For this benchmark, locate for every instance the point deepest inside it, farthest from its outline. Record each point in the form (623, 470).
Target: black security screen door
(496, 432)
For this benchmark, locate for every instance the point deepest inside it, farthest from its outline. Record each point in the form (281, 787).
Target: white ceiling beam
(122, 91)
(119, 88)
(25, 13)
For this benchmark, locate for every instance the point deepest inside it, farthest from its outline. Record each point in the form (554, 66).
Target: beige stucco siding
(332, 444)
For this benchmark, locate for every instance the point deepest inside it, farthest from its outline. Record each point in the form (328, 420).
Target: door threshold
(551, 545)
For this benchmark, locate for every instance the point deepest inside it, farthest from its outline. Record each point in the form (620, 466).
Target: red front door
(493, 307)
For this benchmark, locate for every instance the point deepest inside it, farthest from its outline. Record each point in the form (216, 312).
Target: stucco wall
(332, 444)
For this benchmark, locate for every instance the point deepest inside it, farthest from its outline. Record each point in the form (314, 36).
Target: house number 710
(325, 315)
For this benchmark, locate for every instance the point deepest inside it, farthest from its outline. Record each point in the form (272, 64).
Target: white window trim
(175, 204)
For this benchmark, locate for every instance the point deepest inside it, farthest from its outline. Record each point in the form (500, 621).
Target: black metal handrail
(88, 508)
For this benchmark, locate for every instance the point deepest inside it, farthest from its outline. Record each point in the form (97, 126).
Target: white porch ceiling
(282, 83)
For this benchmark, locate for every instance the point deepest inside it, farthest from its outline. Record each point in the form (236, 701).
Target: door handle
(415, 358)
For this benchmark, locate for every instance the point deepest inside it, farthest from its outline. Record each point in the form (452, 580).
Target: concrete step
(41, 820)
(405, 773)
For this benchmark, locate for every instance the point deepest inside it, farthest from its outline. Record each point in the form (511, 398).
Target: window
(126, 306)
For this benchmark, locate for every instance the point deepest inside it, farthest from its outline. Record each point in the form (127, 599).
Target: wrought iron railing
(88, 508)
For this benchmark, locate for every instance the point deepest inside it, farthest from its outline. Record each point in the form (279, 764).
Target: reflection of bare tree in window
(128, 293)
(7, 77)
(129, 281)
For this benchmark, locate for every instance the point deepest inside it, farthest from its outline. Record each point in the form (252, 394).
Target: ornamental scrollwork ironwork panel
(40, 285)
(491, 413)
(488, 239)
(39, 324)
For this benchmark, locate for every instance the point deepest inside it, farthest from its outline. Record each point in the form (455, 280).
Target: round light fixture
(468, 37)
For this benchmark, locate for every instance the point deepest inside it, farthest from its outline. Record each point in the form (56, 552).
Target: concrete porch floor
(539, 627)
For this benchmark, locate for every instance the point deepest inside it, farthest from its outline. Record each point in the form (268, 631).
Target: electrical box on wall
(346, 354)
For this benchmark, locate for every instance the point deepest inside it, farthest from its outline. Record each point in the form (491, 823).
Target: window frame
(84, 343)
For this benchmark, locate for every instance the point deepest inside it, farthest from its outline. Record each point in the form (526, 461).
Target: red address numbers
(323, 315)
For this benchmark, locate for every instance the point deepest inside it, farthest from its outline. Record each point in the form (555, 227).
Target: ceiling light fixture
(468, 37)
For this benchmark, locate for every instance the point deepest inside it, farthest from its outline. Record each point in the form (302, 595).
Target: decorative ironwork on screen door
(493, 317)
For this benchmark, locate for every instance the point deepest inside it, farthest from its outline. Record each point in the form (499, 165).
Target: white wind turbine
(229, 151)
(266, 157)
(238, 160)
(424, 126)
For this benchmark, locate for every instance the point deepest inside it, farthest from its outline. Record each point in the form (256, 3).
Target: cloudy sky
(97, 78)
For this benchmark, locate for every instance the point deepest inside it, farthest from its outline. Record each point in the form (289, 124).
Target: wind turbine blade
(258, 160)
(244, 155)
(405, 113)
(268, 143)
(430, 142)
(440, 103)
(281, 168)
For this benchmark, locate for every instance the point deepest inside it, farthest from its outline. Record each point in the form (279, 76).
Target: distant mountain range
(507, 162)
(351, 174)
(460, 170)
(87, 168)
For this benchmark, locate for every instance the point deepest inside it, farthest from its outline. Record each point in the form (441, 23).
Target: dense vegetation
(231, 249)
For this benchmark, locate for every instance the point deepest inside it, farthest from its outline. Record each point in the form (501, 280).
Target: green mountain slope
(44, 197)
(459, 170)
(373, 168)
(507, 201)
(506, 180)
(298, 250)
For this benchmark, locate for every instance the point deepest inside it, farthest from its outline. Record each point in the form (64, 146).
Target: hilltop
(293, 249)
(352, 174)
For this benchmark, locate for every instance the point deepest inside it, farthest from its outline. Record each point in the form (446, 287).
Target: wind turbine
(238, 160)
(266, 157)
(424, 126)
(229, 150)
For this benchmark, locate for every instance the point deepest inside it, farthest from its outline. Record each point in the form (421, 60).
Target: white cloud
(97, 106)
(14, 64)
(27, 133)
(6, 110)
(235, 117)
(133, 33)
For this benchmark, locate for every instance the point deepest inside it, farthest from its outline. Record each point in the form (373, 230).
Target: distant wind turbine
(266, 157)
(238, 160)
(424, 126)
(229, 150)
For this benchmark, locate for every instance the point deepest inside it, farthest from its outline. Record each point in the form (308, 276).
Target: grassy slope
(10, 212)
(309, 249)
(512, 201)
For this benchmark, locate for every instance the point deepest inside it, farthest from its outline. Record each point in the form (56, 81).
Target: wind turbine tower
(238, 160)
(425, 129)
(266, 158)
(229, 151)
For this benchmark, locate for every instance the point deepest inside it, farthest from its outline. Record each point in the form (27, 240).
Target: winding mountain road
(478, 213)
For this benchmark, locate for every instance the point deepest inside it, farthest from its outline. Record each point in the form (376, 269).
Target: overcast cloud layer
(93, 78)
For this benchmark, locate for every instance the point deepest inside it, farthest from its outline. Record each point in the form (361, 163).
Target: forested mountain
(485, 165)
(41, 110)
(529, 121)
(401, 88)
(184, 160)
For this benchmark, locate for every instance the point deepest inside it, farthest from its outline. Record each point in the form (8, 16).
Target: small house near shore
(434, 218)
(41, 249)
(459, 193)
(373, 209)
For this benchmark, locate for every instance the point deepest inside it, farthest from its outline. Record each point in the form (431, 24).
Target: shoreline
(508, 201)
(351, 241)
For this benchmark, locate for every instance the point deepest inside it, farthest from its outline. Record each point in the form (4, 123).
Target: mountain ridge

** Exercise prompt **
Your task is to reproduce, exactly and exclusively, the lines from the one holding "form (27, 240)." through the final line of the listing.

** Full output **
For this benchmark, locate for every instance the point deepest inside it, farthest from its outline. Record each point in the form (27, 240).
Target: winding mountain road
(478, 213)
For this benchmark, locate for every instance the point deepest inside it, farthest from its outline. Record each point in the form (376, 269).
Target: overcast cloud layer
(93, 78)
For this benchmark, locate for every instance the point deepest inside it, farthest from its outline. Record each point in the form (361, 163).
Target: forested mountain
(485, 165)
(41, 110)
(529, 121)
(401, 88)
(184, 160)
For this benchmark, locate for every instance the point deepest inside it, farthest from its outline. Record each point in the form (8, 16).
Target: small house near shore
(434, 218)
(41, 249)
(459, 193)
(373, 209)
For this benchmark, locate for every instance the point deepest inside it, farthest from its outline. Record each point in the form (431, 24).
Target: shoreline
(508, 201)
(351, 241)
For this benchmark, locate for every instance the point deepest inside it, farthest from its outline. Record each point in the form (4, 123).
Target: mountain ridge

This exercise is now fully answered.